EXERCISE REQUIREMENTS:
(a) Give the name of every person who speaks in the interview on playwrights and theater leadership.
(b) Pick up the interview on playwrights and theater leadership after its last line and continue it.

PASSAGE TO READ:
Ron: Does this idealized image of the “lone visionary” crying out in the wilderness impact our ability to see writers as collaborative leaders engaging deeply with their communities, both creatives and audiences?

Zak: It’s certainly not a uniform opinion, but there is definitely an entrenched view now —as represented by the way most theater is made and talked about—that playwrights are not wired to be leaders in the room, talking with actors and designers, let alone donors, press, and beyond. I don’t know if this is a product of changes in training, of directors executing some artistic coup—maybe this was always the case in this country, but it’s why so few playwrights are running institutional theaters these days and why often I find less experienced playwrights needing the artistic version of Dramamine every time they engage with a large theater to work on a world premiere.

My hope is that all artists will strive for some fluency in the complex, very human dynamics involved in every aspect of theater-making. I think that increases the likelihood of innovative and compassionate collaboration and of the health of our theaters that serve as the uniting force between artists and communities. But as a playwright who also is an artistic leader, I do specifically have the selfish desire for more playwrights to develop an expertise in the architecture and engineering of our institutional theaters, so they can interface with them better and lead them in the future. Plus, television demonstrates how writers can be leaders in the room; how we can multi-task and collaborate and strategize. Since clearly playwrights are capable of possessing these skills, maybe we should turn your question around, Ron, and ask who does it benefit for playwrights to be less informed about all it takes to produce a play?

Ron: So, if you’re a playwright who wants your work produced at a large regional theater or Off-Broadway, should you take into consideration what the audiences of those theaters already have demonstrated a desire for? What their funders have already supported? Should you research this and let it inform your work?

Zak: I think it’s a slippery slope to start writing for any community you don’t already feel in some way part of, to try to adapt and twist yourself to fit into what you perceive is their sweet spot of artistic and economic tastes. I think that’s begging for disappointment and resentment. It’s just not that predictable no matter what anyone says. Programming at most theaters is such a magic brew—trying to turn it into math is a bit like trying to create an equation for God. Does this sound contradictory to what I said before? It’s not meant to be. It’s the difference between becoming familiar with the workings of a given theater, part of its life and community versus surfing its website or reading American Theatre Magazine and then trying to write for what you deem to be its programming tastes. Knowing as much as you can know about the realities of theater producing is incredibly important. Knowing what it takes and appreciating it rather than resenting it— being willing to participate in it instead of feeling alienated by it—is vital. Because we are in the human business. It doesn’t work when one of those humans is not really part of the entire enterprise. And it’s tragic when that person is a playwright.

Len: I’ll also note that while corporations are not people, the people who run corporations evolve (even when they’re not replaced) just as playwrights evolve. In sheer practical terms, roaming through how a theater company operates before writing a play for that company may result in an extra set of untied shoelaces for playwrights to trip over. As we know, drafting and revising scripts takes considerable time, time in which the economic, artistic, procedural, personnel (and other) recipes for production selection and fit may startlingly travel past many a script’s tightly laced launch point.

Ron: So, in the United States today, directors often enter the field via a series of “assistant 
directorships,” which are often more business lessons than artistic mentorships. As a result, I think, directors can often jump-start their careers by self-producing, and this seems less common for writers. Are there or should there be formal opportunities for early career writers to apprentice, or to self-produce?

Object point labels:
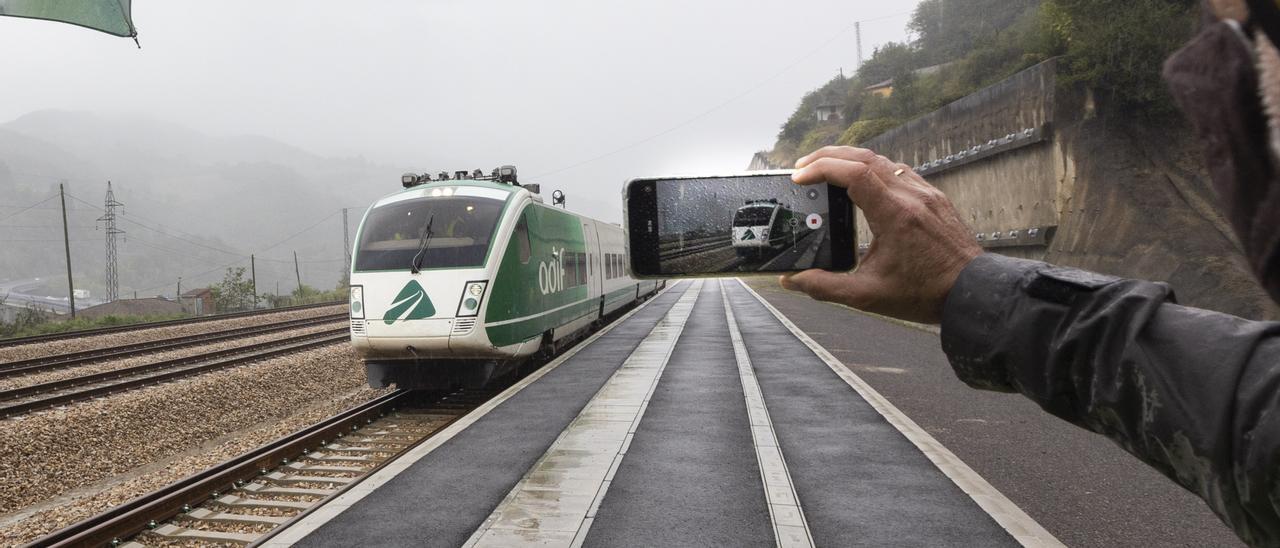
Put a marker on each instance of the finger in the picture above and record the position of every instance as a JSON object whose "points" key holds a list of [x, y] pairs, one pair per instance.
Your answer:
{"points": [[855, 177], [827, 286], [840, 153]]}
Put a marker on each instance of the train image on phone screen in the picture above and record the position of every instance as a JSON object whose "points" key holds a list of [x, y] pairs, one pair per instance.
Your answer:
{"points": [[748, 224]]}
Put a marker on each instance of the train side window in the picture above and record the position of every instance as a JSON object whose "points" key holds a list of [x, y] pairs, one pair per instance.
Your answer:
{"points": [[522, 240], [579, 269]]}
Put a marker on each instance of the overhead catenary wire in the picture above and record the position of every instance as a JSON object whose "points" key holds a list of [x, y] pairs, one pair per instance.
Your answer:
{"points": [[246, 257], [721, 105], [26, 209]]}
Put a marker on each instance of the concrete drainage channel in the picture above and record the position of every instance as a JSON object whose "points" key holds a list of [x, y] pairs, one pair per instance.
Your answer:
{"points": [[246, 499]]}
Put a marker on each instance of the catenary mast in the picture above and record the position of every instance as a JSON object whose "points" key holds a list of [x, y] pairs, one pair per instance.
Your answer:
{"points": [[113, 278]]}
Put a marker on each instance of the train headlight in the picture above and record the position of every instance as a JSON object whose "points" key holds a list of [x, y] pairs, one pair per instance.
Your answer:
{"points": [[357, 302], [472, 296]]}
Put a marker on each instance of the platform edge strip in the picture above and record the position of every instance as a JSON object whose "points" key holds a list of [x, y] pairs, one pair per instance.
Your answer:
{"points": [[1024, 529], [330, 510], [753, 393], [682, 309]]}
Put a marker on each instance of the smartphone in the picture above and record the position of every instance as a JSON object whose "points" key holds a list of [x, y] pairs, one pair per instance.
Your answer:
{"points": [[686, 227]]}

WRITTEN ANSWERS:
(a) Ron, Zak, Len

(b)
Len: Right off the bat, Ron, I feel that it’s essential that student playwrights realize that their initiative in drafting their scripts can creatively extend to their testing out the scope of their dramatic clarity and power through enlisted directors, actors, and audiences that include and go beyond friends. Ideally, student playwrights can serve each other in this regard, mutually promoting and presenting each other’s work rather than strictly their own. This would reverse the pattern of many training programs that honor a longstanding tradition of early playwrights subjecting themselves to the selection process enforced by (even fellow student) directors and producers. For newly professional playwrights who have not yet leapt into what might be deemed the investment market of modest to full productions (that require a project’s securing grants or other raising of funds), this reciprocal playwright/playwright arrangement can remain pertinent, both with regard to inspiring draft-revision (as any phase of a script getting on its feet can stir beyond what reading and considering a script can stir) and to extending theatrical colleagues’ and general public awareness of a script’s achievement and promise. Phases of investment enterprise, both self- and collectively organized, could flow naturally from such a communal play development sequence.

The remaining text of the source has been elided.